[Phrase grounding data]
··········
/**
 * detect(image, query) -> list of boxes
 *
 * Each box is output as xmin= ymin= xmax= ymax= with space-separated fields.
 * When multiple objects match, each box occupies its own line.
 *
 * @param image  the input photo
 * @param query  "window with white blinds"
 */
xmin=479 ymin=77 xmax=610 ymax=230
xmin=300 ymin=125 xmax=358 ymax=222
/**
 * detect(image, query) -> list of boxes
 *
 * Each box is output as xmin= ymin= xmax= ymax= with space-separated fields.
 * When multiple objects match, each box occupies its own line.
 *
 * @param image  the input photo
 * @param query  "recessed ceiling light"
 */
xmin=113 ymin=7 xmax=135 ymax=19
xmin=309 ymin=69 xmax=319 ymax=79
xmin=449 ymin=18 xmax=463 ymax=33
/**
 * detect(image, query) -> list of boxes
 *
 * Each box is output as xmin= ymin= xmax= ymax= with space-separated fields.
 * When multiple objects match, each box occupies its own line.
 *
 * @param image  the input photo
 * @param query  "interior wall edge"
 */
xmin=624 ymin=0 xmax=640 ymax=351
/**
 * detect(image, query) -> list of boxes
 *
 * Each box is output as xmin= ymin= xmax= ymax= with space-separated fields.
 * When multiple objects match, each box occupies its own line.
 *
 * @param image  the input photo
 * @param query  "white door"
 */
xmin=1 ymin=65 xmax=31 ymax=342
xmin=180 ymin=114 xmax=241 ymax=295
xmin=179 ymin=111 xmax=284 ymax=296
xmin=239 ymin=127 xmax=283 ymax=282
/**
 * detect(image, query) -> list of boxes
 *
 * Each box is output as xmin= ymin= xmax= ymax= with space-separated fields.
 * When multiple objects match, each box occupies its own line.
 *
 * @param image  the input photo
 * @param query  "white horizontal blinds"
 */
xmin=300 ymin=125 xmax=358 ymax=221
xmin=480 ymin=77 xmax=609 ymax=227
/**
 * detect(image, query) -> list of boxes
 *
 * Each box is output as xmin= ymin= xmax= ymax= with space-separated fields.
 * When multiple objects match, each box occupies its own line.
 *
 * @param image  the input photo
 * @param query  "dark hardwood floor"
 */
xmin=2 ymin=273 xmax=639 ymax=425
··········
Exercise: What's wanted here is every record, retyped exactly as shown above.

Exercise solution:
/**
 * detect(image, query) -> list of boxes
 *
 * Each box is output as xmin= ymin= xmax= ymax= with space-separated fields.
 * When multiple objects match, each box occupies its own line.
 *
 * @param image  the input photo
 * @param query  "window with white blinds"
 */
xmin=479 ymin=77 xmax=610 ymax=230
xmin=300 ymin=125 xmax=358 ymax=222
/**
 * detect(image, query) -> list of boxes
 *
 * Each box is output as xmin= ymin= xmax= ymax= with space-separated fields.
 * When multiple objects match, each box occupies its own line.
 *
 * @param image  the input photo
 * @param query  "recessed ceiling light"
 */
xmin=113 ymin=7 xmax=135 ymax=19
xmin=309 ymin=69 xmax=319 ymax=79
xmin=449 ymin=18 xmax=463 ymax=33
/**
 * detect(image, query) -> list of boxes
 *
 * Each box is output as xmin= ymin= xmax= ymax= with space-separated fields.
 * When multiple objects match, each box occupies its own line.
 *
 * @param image  the input photo
 * @param query  "interior wall edge"
 */
xmin=624 ymin=0 xmax=640 ymax=351
/**
 * detect(image, query) -> list of boxes
 *
 * Each box is output as xmin= ymin= xmax= ymax= with space-separated fields.
 * When multiple objects match, each box occupies its own line.
 *
 * @param image  the input photo
 * @param query  "white door"
 */
xmin=1 ymin=65 xmax=31 ymax=342
xmin=180 ymin=114 xmax=241 ymax=295
xmin=179 ymin=111 xmax=284 ymax=296
xmin=239 ymin=127 xmax=283 ymax=282
/**
 * detect(image, query) -> list of boxes
 *
 * Each box is output as xmin= ymin= xmax= ymax= with space-separated fields.
 * When multiple objects match, each box occupies its own line.
 *
 * @param image  the input photo
 * @param query  "white horizontal blinds"
 */
xmin=300 ymin=125 xmax=358 ymax=221
xmin=480 ymin=77 xmax=609 ymax=227
/**
 * detect(image, query) -> list of boxes
 *
 * Each box is output as xmin= ymin= xmax= ymax= with space-separated fields.
 * When multiple objects match, each box occupies its own line.
 *
 * @param image  the input photo
 * @param query  "dark hardwood floor"
 */
xmin=2 ymin=273 xmax=639 ymax=425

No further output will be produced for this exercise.